_Your assignment:_
Below are some records; quote exactly the lines from the one that contains "Flag each wheel" through the one that contains "Flag each distant", inclusive, and no others.

_Supplied records:_
____________________

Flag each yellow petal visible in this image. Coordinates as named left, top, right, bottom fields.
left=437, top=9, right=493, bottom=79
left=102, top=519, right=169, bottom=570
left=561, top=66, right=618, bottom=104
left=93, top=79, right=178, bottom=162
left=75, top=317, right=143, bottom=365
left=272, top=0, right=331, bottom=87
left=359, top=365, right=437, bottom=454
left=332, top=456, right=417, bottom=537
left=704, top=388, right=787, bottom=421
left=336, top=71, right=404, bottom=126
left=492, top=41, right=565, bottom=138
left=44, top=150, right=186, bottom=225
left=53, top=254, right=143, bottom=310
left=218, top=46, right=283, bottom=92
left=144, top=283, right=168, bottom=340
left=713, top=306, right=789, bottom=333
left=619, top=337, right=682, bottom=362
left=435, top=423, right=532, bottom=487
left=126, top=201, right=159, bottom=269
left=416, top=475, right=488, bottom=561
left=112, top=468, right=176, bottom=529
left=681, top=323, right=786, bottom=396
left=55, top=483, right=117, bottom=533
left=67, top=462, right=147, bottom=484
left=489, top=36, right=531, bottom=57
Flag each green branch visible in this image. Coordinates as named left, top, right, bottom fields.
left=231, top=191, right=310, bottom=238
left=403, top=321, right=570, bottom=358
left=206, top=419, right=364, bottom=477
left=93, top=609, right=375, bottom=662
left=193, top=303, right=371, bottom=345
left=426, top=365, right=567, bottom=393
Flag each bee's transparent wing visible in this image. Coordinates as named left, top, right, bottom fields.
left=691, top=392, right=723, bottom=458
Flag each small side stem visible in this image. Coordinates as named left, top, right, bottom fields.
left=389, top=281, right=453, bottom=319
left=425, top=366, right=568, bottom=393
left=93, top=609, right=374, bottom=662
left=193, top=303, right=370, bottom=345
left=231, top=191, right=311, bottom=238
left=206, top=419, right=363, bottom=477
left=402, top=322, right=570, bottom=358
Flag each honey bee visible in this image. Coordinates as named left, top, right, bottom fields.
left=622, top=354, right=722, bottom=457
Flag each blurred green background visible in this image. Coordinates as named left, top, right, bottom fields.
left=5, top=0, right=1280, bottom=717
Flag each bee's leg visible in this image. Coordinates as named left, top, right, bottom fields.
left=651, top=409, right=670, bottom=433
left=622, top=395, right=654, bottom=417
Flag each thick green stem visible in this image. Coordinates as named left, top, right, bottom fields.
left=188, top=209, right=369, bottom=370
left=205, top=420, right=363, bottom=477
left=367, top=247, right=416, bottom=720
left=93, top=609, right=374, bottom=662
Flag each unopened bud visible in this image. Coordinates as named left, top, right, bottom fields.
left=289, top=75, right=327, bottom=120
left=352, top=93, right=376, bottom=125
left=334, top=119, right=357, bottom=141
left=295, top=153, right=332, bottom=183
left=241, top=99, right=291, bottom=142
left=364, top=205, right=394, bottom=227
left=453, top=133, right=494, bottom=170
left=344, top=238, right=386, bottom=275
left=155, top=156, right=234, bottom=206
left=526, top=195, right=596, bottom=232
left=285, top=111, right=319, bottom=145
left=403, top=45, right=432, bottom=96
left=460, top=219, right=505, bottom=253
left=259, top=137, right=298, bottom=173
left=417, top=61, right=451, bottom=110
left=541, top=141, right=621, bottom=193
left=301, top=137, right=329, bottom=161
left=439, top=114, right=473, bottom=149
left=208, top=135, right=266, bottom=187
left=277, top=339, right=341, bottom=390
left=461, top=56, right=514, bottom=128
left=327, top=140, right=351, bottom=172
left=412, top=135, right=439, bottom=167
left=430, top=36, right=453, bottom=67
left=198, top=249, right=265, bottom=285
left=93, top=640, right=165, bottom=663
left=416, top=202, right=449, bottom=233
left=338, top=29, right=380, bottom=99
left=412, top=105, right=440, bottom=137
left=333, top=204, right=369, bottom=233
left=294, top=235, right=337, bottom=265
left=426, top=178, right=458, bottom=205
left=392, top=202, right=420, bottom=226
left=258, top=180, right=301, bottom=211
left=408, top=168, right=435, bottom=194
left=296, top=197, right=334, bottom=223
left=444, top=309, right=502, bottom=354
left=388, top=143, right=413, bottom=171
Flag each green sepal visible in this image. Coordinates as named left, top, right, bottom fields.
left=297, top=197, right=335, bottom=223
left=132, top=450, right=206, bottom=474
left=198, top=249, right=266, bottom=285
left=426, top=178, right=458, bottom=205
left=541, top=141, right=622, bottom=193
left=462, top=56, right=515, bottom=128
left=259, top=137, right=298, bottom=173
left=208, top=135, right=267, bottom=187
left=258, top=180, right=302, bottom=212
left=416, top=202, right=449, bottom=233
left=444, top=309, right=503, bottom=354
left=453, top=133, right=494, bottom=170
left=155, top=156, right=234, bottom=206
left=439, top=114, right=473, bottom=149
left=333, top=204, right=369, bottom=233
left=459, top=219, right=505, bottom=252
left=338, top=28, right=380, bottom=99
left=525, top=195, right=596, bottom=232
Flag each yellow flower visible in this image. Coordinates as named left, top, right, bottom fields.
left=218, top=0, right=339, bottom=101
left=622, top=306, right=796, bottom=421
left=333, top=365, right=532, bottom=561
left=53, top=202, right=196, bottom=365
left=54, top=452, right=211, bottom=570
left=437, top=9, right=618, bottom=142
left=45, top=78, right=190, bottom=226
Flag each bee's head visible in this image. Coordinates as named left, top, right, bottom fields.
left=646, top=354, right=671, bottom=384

____________________

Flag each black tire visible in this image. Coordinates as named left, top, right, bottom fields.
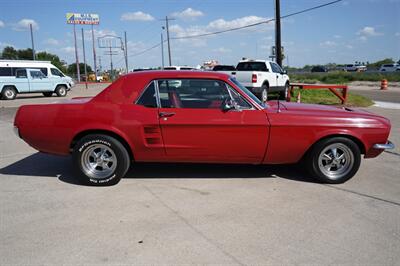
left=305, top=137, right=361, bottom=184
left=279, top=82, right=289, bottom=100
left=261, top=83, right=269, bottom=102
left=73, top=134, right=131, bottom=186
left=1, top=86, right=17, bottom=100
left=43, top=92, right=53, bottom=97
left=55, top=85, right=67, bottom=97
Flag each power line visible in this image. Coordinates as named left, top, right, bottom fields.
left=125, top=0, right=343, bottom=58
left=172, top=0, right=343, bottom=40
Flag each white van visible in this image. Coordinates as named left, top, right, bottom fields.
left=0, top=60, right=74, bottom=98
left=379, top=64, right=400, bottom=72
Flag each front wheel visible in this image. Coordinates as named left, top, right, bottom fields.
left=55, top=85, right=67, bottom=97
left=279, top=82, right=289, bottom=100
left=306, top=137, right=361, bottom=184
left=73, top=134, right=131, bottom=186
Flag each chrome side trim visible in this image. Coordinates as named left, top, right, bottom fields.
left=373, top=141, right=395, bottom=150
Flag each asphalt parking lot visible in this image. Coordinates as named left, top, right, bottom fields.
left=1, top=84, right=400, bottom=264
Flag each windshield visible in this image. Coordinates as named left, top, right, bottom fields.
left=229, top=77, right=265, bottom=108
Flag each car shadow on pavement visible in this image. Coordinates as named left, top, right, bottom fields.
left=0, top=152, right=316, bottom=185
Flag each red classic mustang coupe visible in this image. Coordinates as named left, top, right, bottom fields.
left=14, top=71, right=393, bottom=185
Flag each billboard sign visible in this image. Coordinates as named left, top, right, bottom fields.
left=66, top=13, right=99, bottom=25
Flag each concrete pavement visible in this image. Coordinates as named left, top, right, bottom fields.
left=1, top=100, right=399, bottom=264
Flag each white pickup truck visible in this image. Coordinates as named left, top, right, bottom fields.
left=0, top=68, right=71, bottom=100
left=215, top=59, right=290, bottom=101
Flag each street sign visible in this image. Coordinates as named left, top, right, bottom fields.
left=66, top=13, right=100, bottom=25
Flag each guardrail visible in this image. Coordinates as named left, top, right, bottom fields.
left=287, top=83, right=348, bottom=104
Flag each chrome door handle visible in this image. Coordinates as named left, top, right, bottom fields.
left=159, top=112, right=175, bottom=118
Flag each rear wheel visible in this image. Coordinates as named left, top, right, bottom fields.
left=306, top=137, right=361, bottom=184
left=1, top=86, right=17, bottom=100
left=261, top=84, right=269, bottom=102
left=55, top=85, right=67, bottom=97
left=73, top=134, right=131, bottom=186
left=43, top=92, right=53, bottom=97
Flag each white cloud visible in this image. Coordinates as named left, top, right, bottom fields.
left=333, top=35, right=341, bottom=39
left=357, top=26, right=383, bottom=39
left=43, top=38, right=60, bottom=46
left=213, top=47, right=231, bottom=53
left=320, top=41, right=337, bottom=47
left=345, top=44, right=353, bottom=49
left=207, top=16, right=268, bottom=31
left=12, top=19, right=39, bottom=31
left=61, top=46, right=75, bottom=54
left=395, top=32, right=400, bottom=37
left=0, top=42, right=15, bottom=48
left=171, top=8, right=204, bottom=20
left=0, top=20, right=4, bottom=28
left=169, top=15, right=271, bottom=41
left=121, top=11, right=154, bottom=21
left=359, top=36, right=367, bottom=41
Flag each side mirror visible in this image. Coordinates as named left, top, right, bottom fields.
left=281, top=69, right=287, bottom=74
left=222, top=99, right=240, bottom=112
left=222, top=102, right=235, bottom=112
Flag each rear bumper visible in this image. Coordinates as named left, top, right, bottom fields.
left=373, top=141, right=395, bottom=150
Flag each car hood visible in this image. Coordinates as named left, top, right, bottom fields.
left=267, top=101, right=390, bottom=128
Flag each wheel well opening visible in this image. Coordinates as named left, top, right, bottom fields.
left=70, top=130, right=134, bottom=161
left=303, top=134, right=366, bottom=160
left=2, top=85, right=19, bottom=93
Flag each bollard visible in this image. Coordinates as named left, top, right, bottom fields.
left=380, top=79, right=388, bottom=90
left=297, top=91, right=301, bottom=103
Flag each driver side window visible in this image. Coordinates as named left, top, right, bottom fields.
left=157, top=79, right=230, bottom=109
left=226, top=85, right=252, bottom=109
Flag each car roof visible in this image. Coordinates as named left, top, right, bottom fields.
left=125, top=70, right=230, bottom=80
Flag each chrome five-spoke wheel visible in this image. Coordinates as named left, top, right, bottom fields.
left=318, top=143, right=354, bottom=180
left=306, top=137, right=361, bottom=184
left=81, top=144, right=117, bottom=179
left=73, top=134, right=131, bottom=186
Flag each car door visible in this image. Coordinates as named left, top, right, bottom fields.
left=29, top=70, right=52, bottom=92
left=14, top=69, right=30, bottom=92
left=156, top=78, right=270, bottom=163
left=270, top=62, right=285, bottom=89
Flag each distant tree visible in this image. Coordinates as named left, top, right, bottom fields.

____________________

_Response below:_
Flag each wheel well opening visible in this image. Coordinates as named left, top, right, bottom fields.
left=70, top=130, right=134, bottom=161
left=303, top=134, right=366, bottom=160
left=2, top=85, right=19, bottom=93
Flag each bollard visible in this image. Coordinates as named left, top, right, bottom fields.
left=380, top=79, right=388, bottom=90
left=297, top=91, right=301, bottom=103
Flag each driver side window visible in this image. Coordinates as named left, top, right, bottom fields.
left=157, top=79, right=230, bottom=109
left=226, top=85, right=252, bottom=109
Flag each car roof visible in this image. Coordinates as named left, top, right, bottom fields.
left=125, top=70, right=230, bottom=80
Flag each chrome five-spoke wheel visible in this image. Coordinates as named left, top, right, bottom fields.
left=318, top=143, right=354, bottom=180
left=306, top=137, right=361, bottom=184
left=81, top=144, right=117, bottom=179
left=73, top=134, right=131, bottom=186
Flag each car door visible in this image. Coordinates as named left, top, right, bottom fields.
left=29, top=70, right=52, bottom=92
left=14, top=69, right=30, bottom=92
left=156, top=78, right=270, bottom=163
left=270, top=62, right=285, bottom=89
Flag each distant tree visible in this image. Coordinates as named left, top, right, bottom fields.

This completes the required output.